WRITTEN PROBLEM:
Lines before the one containing "Can you see the overcast" are excluded. Repeat that line and every line after it, exactly.

AVAILABLE DATA:
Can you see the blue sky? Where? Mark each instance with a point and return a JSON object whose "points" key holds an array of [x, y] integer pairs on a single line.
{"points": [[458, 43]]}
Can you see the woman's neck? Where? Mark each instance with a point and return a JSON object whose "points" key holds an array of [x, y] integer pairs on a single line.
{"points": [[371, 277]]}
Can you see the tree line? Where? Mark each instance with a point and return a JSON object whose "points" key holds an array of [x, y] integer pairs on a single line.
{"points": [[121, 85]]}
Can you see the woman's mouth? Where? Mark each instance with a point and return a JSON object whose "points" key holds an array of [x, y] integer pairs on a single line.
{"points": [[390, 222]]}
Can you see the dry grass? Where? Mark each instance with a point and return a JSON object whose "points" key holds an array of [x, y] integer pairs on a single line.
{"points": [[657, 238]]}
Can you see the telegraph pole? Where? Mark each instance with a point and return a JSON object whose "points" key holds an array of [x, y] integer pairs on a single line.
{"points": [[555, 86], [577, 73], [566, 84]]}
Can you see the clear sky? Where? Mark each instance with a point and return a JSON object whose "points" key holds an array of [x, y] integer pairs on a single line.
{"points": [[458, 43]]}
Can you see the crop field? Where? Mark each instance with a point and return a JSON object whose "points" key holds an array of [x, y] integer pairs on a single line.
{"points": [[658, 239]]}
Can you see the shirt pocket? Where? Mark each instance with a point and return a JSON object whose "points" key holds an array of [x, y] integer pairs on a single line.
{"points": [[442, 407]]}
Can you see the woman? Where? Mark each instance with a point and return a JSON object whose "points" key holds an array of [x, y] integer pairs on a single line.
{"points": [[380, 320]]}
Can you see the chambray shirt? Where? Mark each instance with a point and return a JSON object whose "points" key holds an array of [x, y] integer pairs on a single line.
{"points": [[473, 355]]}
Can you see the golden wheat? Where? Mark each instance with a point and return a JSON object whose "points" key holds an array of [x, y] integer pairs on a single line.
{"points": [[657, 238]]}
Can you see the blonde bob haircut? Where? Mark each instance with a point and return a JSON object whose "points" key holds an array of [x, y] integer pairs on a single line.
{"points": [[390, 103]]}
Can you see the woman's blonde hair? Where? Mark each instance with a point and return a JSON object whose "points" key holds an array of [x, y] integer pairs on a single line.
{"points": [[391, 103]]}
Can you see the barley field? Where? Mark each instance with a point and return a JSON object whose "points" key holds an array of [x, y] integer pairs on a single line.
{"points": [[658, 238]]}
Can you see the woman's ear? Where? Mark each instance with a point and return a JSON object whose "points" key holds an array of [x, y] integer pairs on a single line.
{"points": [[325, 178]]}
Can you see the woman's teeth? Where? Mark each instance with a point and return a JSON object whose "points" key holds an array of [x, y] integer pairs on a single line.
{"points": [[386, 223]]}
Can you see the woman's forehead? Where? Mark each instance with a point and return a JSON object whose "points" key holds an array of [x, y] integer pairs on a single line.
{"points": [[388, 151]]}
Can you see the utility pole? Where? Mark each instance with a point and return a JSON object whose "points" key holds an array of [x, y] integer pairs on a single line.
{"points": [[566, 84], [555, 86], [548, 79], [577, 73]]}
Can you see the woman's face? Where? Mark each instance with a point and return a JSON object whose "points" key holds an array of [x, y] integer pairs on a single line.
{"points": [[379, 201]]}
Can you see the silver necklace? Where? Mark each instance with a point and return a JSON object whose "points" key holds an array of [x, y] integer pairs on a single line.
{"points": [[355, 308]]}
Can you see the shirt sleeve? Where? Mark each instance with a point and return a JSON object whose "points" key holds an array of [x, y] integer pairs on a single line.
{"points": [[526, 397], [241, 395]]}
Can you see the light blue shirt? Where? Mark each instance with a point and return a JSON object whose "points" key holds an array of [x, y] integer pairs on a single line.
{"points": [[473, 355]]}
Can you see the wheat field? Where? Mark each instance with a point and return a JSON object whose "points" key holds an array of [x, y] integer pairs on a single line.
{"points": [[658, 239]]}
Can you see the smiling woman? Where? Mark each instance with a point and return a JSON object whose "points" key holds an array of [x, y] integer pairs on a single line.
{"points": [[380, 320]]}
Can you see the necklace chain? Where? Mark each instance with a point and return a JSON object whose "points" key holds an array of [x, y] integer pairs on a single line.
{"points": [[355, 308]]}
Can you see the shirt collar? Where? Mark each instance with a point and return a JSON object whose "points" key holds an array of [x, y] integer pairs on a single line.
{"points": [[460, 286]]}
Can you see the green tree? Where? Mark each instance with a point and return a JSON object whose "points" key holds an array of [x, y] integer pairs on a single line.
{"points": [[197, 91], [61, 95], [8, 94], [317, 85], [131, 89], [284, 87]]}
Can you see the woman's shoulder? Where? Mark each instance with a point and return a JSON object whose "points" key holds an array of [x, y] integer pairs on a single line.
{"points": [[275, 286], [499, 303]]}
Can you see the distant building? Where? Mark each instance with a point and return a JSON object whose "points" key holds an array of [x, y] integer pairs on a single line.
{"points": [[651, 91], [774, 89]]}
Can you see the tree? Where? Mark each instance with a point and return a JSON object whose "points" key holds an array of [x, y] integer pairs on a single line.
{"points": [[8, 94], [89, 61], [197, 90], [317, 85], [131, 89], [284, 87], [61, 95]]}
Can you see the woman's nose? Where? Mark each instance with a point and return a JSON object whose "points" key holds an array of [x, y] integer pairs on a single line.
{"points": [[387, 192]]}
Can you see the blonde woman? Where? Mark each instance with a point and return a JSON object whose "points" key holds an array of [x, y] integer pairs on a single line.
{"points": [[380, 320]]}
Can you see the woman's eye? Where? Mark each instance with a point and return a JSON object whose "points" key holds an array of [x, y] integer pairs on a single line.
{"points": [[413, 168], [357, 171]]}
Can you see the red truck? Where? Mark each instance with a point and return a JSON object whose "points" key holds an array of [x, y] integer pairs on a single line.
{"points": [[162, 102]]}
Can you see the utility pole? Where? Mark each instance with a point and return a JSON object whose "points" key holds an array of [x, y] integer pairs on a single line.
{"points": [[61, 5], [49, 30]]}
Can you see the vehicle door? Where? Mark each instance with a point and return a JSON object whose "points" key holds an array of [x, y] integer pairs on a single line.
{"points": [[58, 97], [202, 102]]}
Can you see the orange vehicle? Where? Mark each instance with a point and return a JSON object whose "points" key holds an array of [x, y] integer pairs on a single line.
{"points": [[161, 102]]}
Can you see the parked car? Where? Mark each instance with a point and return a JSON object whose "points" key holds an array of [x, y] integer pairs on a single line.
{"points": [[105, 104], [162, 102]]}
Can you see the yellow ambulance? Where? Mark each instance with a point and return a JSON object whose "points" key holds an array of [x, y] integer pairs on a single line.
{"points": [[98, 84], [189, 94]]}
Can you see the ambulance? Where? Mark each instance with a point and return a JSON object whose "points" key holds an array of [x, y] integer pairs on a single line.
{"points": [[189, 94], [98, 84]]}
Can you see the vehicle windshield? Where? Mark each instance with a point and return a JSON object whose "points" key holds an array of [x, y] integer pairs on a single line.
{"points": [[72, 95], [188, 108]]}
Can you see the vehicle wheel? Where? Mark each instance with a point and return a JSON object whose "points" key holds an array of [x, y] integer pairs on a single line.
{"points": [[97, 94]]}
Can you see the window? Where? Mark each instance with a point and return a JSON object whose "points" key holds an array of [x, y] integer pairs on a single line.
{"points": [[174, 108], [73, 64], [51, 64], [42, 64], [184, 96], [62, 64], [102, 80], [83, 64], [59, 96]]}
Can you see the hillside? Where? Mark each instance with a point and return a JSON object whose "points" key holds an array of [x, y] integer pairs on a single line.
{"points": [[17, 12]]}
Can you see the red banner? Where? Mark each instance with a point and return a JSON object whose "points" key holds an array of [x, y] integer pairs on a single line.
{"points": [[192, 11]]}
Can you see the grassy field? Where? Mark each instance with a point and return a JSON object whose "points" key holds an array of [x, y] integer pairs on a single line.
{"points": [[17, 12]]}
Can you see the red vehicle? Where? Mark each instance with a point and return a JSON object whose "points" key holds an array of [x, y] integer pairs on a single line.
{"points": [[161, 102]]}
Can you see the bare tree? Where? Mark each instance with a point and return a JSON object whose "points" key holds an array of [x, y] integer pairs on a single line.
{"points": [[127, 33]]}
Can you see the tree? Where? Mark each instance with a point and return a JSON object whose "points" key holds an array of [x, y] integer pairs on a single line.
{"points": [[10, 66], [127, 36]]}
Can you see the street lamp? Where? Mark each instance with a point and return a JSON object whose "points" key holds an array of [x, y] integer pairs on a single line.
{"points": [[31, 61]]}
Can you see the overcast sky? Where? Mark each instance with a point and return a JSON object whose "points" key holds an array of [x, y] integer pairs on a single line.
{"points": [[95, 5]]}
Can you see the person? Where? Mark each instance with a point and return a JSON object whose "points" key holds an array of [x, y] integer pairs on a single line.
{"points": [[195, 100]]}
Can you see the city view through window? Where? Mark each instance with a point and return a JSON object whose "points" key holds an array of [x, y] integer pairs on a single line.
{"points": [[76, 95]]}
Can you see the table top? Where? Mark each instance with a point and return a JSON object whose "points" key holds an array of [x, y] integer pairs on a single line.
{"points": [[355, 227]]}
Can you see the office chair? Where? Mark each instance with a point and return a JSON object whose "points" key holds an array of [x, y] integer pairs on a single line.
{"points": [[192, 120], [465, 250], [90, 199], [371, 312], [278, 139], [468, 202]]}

FINAL RESULT:
Can you see the overcast sky? Where? Mark each instance with a point and return a JSON object whose "points" key holds an array of [x, y] integer pairs on a single line.
{"points": [[95, 5]]}
Can you see the person? Where? Mark each instance with a point and return a JSON object whose "points" key holds an array of [x, y] integer pairs on a single line.
{"points": [[195, 100]]}
Can you see the city view through window? Where? Mark each instance with a point and return a JSON object whose "points" key holds an array of [x, y] integer pairs on a single line.
{"points": [[76, 95]]}
Can you see the table top? Where? Mark each instance with a point and return a JSON object whose "points" key holds an array of [x, y] integer pairs on a single line.
{"points": [[355, 227]]}
Can you see the office chair? Where? Mark each instance with a point and return a JSON object whose "points" key holds an array of [x, y] integer pairs on a single line.
{"points": [[192, 120], [465, 250], [90, 199], [371, 312], [278, 139], [468, 202]]}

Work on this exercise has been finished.